## [PROBLEM STATEMENT]
In the entries that follow, identify the line containing "the distant mountain" and return it together with all later lines, exactly as they appear.

-------- DATASET RECORDS

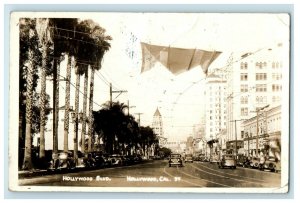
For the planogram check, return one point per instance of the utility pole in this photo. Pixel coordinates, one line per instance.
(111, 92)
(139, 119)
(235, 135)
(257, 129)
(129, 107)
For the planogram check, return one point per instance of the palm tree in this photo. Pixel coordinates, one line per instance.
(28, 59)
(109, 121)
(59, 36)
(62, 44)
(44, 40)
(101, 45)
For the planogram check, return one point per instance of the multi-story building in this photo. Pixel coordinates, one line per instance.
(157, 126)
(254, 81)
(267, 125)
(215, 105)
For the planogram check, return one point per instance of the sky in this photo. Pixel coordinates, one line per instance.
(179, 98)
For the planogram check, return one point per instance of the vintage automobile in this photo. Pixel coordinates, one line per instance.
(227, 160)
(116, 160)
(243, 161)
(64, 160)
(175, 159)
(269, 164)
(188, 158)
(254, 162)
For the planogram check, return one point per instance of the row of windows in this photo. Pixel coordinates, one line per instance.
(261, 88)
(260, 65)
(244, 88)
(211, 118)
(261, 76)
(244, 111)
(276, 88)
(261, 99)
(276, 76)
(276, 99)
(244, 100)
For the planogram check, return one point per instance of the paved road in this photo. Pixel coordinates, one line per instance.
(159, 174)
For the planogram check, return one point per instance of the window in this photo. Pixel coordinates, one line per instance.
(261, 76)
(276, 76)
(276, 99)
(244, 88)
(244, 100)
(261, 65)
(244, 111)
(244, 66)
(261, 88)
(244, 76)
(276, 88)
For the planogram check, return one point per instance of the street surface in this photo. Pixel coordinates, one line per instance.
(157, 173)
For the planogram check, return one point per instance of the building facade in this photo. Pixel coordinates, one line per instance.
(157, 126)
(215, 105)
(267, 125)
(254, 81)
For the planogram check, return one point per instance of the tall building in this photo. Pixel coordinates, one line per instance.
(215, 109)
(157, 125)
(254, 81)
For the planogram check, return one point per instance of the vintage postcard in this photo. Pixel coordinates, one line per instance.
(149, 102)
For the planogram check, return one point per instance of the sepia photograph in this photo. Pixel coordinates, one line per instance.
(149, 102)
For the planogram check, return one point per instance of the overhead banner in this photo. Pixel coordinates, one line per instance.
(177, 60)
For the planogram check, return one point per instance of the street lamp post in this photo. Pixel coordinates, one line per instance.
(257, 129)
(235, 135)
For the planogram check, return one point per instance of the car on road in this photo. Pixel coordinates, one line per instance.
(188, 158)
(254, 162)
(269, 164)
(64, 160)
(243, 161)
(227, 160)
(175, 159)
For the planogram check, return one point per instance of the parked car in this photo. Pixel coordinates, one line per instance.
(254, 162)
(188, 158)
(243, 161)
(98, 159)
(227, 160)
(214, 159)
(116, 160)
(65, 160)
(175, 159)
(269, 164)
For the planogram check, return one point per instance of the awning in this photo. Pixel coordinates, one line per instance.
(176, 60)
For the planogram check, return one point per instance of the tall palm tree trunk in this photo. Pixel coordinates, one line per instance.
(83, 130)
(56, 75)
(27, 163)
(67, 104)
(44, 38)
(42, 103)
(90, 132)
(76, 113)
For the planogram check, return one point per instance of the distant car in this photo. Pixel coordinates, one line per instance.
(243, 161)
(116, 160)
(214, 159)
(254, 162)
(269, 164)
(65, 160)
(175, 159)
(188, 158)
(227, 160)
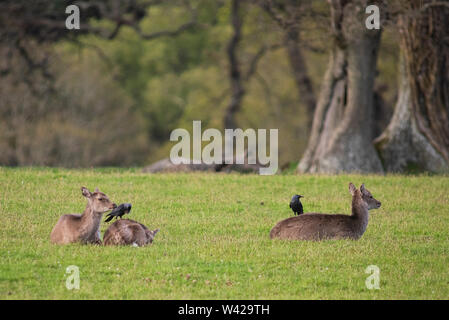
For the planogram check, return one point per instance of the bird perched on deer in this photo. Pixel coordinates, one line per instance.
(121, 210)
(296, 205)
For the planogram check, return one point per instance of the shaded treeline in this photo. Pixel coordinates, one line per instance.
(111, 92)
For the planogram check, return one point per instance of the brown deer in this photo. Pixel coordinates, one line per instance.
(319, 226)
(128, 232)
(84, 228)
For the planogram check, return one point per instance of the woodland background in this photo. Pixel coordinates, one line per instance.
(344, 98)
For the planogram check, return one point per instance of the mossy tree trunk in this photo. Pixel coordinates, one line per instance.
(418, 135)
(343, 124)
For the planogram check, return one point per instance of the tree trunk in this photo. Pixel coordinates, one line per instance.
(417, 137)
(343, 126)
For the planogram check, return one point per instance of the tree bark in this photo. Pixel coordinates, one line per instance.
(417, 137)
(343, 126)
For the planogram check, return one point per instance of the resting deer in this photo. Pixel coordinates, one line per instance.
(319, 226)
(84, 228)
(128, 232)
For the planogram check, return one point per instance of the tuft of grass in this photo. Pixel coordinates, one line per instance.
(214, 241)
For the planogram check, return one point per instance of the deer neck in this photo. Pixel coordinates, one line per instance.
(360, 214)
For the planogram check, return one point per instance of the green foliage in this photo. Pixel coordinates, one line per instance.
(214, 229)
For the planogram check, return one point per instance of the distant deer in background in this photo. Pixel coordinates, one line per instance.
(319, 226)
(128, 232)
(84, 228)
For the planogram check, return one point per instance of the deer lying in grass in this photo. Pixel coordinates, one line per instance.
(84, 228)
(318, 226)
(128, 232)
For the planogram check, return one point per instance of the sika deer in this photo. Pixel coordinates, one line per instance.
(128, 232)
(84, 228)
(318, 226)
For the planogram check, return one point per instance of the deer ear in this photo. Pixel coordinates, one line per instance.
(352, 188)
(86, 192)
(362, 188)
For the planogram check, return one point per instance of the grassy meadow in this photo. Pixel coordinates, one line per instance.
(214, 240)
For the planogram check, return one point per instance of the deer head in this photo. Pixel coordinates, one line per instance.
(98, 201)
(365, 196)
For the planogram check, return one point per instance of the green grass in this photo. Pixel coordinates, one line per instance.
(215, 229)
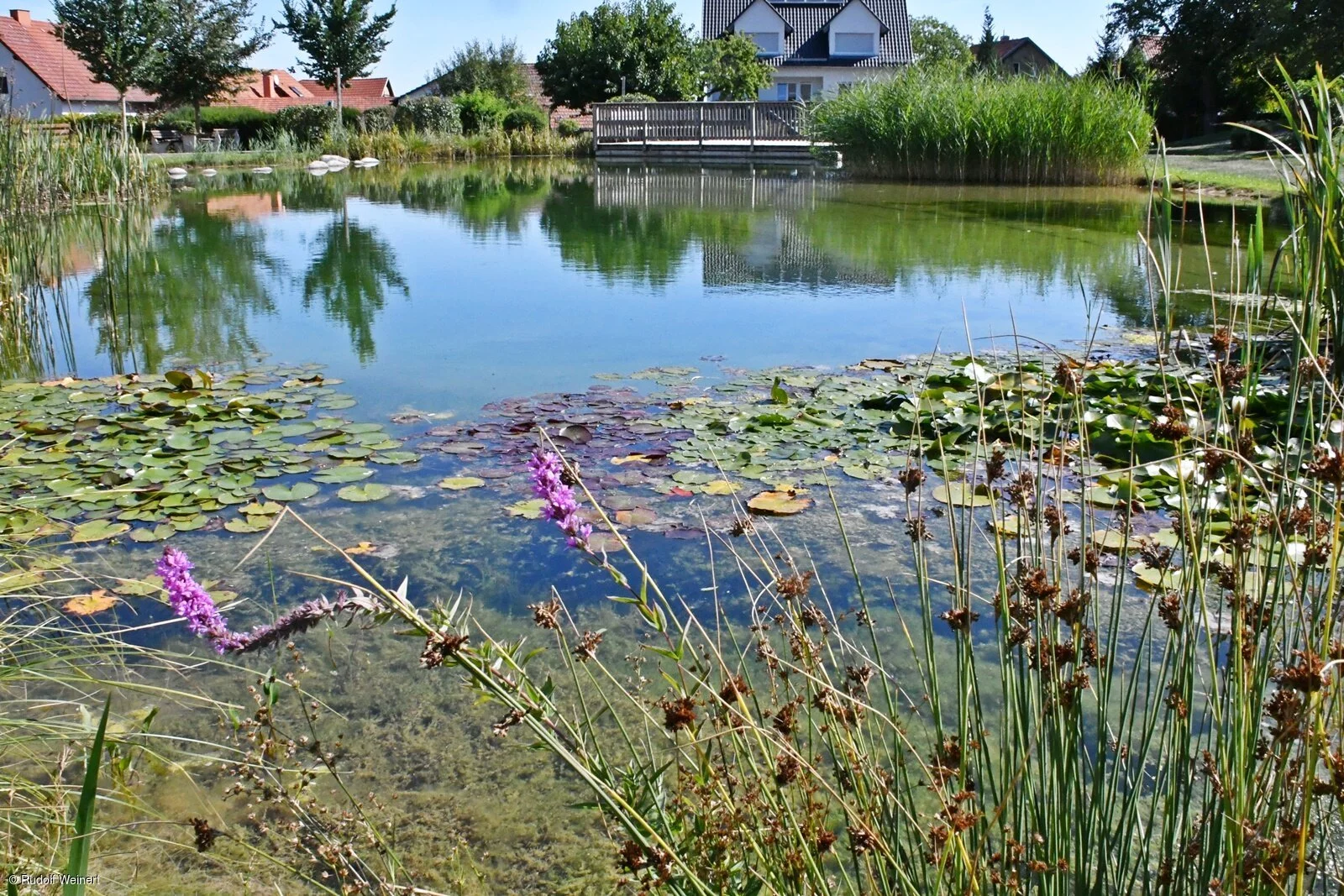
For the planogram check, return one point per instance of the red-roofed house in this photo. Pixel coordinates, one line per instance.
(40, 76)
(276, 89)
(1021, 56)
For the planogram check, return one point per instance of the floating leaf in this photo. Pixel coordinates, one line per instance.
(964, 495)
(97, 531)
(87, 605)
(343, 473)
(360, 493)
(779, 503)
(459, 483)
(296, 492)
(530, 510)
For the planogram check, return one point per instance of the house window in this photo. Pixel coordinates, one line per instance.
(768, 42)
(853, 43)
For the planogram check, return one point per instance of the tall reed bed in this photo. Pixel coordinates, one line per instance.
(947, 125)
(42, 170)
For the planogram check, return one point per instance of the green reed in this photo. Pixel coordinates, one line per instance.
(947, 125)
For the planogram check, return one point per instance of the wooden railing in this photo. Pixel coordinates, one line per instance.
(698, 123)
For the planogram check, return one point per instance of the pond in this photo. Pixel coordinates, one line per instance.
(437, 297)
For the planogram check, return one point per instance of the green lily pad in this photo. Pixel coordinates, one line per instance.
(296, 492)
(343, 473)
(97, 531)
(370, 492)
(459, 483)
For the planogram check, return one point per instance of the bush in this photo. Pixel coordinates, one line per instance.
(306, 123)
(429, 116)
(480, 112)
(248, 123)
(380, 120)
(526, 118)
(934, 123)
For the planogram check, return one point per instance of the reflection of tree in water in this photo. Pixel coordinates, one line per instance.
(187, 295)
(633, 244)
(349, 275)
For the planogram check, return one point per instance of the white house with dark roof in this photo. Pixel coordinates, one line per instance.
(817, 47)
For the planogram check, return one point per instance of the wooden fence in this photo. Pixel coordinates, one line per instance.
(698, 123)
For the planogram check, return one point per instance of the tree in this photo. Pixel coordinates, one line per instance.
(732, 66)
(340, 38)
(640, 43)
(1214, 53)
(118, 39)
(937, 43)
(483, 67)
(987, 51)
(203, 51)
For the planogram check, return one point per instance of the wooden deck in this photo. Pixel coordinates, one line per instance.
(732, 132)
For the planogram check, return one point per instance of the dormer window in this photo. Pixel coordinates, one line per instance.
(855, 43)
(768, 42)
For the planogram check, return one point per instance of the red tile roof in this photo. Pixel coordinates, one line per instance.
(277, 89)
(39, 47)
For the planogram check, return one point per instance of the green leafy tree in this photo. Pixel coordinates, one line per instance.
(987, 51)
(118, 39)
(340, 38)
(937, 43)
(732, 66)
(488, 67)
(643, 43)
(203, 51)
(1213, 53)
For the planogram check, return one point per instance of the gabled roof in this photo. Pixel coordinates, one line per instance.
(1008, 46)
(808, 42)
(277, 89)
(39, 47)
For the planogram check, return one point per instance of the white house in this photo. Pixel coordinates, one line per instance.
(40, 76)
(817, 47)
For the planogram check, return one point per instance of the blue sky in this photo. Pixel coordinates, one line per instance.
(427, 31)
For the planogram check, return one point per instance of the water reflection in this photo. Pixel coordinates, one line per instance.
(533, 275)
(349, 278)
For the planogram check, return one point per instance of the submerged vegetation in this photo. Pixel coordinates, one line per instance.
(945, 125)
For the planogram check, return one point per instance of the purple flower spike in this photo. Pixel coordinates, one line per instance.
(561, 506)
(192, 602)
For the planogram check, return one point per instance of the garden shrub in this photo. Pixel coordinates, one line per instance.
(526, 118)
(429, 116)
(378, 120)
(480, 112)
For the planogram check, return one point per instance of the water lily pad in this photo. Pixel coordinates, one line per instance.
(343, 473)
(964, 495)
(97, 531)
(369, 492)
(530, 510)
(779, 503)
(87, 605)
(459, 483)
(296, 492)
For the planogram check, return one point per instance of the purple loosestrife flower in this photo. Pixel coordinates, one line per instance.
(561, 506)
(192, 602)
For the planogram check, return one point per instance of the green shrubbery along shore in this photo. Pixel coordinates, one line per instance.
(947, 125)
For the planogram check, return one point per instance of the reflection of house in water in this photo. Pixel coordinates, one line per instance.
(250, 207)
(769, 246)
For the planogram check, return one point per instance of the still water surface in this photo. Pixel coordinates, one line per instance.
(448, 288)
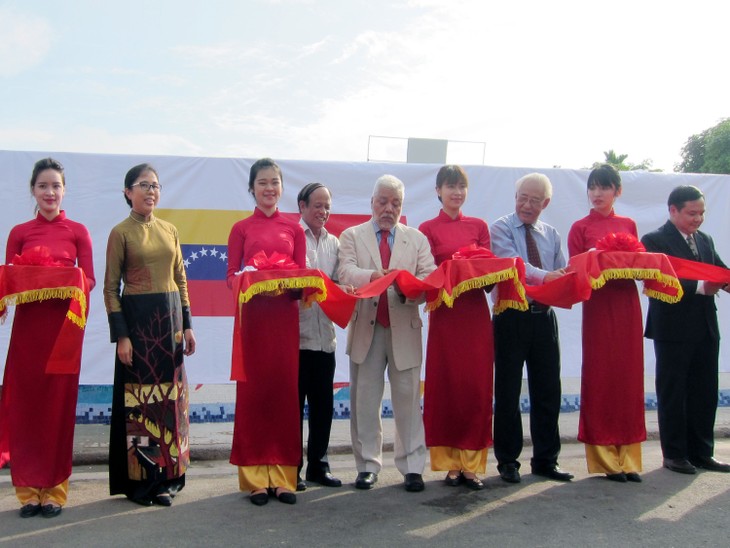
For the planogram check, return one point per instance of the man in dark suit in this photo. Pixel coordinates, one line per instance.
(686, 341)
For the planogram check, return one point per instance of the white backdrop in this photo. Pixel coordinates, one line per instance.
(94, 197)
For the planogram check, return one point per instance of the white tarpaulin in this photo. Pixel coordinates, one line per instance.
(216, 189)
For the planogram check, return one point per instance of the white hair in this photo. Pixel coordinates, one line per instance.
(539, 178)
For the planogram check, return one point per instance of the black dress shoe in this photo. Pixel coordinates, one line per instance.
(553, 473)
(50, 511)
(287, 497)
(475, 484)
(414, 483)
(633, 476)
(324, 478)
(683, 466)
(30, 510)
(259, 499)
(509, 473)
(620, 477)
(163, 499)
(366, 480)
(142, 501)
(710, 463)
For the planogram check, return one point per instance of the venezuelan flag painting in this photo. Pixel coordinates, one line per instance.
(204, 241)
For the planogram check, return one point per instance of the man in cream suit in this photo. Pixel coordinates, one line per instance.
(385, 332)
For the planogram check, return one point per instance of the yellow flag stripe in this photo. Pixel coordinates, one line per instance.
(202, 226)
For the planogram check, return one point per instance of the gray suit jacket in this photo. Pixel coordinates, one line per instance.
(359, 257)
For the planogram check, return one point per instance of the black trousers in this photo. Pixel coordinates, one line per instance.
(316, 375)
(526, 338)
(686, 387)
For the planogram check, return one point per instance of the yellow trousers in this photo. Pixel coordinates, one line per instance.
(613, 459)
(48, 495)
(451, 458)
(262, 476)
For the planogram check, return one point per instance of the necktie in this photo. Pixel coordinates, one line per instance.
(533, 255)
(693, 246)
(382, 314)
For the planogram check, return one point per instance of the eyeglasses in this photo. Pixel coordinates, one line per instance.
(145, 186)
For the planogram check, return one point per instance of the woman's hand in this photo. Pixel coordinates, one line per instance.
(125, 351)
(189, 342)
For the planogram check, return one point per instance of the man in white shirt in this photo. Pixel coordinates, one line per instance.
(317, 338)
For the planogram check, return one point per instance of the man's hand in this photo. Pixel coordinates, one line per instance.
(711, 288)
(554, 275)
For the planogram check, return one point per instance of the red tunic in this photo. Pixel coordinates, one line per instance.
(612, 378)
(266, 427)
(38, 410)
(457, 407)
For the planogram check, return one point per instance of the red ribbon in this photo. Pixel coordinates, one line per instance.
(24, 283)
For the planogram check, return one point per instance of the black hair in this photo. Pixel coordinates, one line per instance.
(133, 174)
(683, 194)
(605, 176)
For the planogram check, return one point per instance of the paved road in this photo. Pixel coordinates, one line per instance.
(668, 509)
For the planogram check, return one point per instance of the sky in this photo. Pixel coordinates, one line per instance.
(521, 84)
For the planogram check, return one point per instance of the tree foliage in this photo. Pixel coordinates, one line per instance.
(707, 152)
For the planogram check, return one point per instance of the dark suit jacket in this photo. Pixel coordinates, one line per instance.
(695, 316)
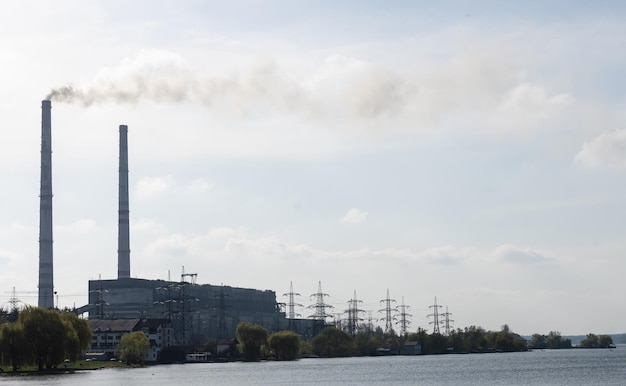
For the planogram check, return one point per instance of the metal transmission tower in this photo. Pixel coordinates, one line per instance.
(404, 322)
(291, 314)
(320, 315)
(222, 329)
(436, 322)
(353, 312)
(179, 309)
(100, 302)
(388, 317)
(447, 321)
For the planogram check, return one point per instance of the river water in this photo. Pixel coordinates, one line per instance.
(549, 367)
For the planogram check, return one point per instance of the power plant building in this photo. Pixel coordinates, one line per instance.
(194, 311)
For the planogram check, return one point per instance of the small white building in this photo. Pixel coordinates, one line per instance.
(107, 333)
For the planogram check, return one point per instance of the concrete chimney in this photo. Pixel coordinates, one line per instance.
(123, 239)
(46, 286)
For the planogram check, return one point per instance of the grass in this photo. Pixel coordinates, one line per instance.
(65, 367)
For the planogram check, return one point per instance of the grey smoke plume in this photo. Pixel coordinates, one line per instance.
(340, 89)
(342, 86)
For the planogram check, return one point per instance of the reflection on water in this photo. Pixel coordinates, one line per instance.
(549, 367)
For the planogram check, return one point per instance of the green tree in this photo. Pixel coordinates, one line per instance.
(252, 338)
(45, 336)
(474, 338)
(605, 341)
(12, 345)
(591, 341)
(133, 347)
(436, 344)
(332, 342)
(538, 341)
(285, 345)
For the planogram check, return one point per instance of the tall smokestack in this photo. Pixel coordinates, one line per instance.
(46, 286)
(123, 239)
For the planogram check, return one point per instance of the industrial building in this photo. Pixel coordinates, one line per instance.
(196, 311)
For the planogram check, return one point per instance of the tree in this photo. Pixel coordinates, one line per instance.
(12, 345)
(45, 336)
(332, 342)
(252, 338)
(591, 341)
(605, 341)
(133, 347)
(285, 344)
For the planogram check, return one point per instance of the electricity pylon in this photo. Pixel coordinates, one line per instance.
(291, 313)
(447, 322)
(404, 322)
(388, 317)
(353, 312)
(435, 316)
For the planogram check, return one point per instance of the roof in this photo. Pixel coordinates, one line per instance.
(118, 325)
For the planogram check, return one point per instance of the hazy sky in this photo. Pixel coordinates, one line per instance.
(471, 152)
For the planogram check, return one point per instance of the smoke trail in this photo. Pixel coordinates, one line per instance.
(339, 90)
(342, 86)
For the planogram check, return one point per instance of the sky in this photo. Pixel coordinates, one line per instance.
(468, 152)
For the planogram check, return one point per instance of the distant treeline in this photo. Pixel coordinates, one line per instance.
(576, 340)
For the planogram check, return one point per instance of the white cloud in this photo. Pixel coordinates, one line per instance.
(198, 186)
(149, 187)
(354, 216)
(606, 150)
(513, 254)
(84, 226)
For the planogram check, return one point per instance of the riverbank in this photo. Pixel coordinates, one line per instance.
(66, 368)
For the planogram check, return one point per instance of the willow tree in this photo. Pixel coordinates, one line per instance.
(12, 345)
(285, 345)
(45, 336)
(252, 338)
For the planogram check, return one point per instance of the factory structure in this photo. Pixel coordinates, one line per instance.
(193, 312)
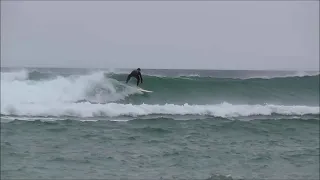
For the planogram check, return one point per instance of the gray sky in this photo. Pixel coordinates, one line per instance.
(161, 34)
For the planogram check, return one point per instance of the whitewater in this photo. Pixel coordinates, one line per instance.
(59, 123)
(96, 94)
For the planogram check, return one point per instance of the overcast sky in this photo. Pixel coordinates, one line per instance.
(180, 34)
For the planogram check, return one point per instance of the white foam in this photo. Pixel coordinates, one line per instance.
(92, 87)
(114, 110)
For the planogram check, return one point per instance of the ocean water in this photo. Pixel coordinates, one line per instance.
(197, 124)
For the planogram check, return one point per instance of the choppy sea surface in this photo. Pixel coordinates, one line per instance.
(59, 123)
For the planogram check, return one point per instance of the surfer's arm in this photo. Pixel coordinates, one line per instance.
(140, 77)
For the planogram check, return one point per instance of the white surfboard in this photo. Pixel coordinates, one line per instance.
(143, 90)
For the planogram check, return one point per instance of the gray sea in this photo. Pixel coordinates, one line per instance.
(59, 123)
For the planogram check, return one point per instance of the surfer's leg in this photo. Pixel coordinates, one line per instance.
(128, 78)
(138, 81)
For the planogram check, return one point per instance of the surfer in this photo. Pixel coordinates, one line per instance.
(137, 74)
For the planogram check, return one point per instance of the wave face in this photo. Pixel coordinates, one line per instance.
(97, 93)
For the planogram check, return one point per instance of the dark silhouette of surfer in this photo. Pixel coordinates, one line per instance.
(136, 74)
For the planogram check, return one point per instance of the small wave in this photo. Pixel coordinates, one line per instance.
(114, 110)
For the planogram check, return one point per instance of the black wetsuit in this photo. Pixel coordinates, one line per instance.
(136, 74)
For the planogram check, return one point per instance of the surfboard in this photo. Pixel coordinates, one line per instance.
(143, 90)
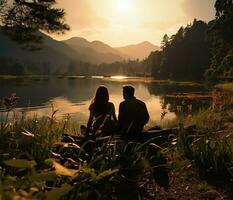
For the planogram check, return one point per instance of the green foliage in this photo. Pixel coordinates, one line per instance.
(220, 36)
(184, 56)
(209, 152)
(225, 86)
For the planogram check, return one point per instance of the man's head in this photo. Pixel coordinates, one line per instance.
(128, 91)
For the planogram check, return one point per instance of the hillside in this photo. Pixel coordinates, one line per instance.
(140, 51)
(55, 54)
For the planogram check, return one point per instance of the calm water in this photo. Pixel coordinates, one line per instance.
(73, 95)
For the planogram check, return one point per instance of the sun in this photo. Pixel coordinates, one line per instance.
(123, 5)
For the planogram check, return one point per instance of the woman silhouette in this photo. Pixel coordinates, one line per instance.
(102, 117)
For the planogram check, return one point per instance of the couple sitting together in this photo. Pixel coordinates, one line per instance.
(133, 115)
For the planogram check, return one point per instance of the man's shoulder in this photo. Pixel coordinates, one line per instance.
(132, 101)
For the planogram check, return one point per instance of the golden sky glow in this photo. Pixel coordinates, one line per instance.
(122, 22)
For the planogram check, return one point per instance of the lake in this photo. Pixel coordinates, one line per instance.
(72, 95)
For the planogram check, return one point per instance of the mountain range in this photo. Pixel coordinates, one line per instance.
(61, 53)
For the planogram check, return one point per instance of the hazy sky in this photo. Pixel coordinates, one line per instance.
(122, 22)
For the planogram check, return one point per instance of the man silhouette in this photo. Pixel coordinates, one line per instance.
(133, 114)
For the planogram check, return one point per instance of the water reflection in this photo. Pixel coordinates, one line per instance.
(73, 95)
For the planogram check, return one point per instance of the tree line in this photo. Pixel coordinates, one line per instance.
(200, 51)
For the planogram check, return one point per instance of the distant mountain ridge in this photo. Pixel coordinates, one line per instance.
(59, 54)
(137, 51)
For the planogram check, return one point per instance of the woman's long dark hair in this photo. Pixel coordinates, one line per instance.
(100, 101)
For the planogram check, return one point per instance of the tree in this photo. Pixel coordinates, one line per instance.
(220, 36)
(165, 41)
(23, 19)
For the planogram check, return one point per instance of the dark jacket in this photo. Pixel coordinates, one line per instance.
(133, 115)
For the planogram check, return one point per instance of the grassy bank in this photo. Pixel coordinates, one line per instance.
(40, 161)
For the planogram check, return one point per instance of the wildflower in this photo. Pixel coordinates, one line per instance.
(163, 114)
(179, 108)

----------------

## [EXERCISE ANSWER]
For the planogram check, return one point per instance of the distant mountain ridge in this photo. Pixel coordinates, one line per instance.
(59, 54)
(137, 51)
For the planogram check, return one point per instance of the woman's long dark hair in this photo. Pixel coordinates, one line per instance.
(100, 101)
For the planogram check, return one point per instance of the tree in this photo. Pixel coordinates, one line per instance.
(220, 36)
(165, 41)
(23, 19)
For the planogram check, return one point per instance of the dark jacket in this photo. Pixel coordinates, one line per instance.
(133, 115)
For the planogram check, return one point per instance of the grassy bank in this photo. Pixel coordinates, one line per instance.
(40, 161)
For the planogram check, return one point per instance of the wildflower in this photo. Pixel coordinates, one line per instance.
(163, 114)
(179, 108)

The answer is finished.